> Passage shown:
■ ■ ■ ■
All of this has discombobulated the landscape for growth. What was an easy long-term story to tell, has been told. In this world 2020 + 2021 = five years, at least.
Stories have been told; quickly.
Stories that are two-years old in real-time are fully five-years old due to market forces.
When there is a compression like that, long-term stories can turn into shorter term stories.
Even though all of the firms we cited above have seen bear markets in the past - even as far back as the 1970s - none of us have ever experienced a global pandemic the magnitude of COVID-19.
The fact that four years have been compressed into one means that there will be five years' worth of information smashed into a blitzkrieg of earnings announcements.
The resulting discombobulation is not to due risk obliviousness, but rather due to the fact that no one has ever experienced five years of bad news coming out in a single quarter (or whatever). That makes even the most celebrated and experienced names look foolish.
This is where we are.
But all of that is in the past and we even know the reason for it. And knowing the reason is going to help us get out.
■ ■ ■ ■
> Data supplied:
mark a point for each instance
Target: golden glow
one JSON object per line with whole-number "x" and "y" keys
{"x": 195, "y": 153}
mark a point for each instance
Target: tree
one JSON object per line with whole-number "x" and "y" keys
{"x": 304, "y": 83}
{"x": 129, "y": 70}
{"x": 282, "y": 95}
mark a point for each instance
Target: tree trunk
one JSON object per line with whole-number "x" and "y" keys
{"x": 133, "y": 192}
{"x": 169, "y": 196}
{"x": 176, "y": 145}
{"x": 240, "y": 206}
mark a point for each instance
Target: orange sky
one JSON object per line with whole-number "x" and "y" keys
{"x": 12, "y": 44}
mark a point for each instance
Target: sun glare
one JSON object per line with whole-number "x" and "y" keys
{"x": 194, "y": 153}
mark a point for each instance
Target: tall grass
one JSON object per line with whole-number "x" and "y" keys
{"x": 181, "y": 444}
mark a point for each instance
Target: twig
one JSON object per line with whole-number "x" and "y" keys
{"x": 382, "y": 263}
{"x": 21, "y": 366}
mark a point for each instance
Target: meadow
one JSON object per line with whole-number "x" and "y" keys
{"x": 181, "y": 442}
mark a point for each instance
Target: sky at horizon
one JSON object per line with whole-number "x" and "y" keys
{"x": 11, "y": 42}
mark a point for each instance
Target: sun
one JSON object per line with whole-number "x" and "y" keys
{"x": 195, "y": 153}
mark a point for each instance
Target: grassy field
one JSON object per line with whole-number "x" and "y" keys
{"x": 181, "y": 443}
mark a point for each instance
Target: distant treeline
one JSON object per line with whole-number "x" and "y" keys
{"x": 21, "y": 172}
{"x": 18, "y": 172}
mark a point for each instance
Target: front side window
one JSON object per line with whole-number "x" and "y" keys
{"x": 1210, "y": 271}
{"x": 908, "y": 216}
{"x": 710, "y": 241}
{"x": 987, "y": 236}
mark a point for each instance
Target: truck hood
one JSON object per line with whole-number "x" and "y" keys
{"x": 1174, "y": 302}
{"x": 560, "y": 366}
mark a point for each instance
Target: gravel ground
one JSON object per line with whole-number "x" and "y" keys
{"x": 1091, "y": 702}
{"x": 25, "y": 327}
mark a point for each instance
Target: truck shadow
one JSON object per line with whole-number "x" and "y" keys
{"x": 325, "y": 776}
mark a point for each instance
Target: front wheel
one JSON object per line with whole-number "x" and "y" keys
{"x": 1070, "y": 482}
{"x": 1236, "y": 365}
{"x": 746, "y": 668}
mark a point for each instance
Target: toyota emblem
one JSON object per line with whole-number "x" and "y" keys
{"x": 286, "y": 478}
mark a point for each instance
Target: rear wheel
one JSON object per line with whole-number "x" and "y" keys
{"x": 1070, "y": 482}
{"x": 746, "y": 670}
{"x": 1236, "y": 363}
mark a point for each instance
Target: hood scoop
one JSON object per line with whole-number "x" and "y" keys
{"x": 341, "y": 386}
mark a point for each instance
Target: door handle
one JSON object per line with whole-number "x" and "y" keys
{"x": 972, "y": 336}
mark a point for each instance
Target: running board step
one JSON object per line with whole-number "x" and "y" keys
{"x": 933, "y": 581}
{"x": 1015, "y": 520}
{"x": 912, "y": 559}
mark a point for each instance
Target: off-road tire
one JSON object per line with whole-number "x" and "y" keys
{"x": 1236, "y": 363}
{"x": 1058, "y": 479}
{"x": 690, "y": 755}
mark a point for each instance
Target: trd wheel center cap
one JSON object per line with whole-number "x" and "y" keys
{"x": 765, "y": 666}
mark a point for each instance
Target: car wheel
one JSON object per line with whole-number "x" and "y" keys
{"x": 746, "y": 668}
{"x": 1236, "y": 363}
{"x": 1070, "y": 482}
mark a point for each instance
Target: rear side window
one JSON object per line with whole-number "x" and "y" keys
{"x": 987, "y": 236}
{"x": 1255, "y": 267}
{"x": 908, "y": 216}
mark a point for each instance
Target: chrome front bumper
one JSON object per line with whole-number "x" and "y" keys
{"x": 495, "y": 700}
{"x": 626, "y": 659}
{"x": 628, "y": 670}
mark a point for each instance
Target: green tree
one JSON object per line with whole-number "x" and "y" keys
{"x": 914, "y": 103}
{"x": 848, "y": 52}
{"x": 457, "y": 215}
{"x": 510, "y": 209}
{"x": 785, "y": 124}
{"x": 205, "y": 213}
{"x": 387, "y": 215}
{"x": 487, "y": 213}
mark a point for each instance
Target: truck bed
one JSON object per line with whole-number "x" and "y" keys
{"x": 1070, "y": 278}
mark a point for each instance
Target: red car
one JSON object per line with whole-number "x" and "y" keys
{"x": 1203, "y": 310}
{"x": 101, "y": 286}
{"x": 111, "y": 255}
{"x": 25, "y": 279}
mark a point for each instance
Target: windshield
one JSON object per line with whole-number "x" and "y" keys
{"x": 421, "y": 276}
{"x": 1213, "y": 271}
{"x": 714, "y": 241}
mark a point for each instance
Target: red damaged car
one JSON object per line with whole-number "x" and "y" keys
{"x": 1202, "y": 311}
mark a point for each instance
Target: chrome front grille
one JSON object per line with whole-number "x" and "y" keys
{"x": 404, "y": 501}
■ ■ ■ ■
> Work instruction 1:
In the passage on compressed growth stories, what event of unprecedented magnitude does it say none of us have ever experienced?
> Work instruction 2:
Reproduce word for word the part of the passage on compressed growth stories starting with "Stories that are" and going on through "magnitude of COVID-19.".

> Expected answer 1:
A global pandemic the magnitude of COVID-19.

> Expected answer 2:
Stories that are two-years old in real-time are fully five-years old due to market forces.
When there is a compression like that, long-term stories can turn into shorter term stories.
Even though all of the firms we cited above have seen bear markets in the past - even as far back as the 1970s - none of us have ever experienced a global pandemic the magnitude of COVID-19.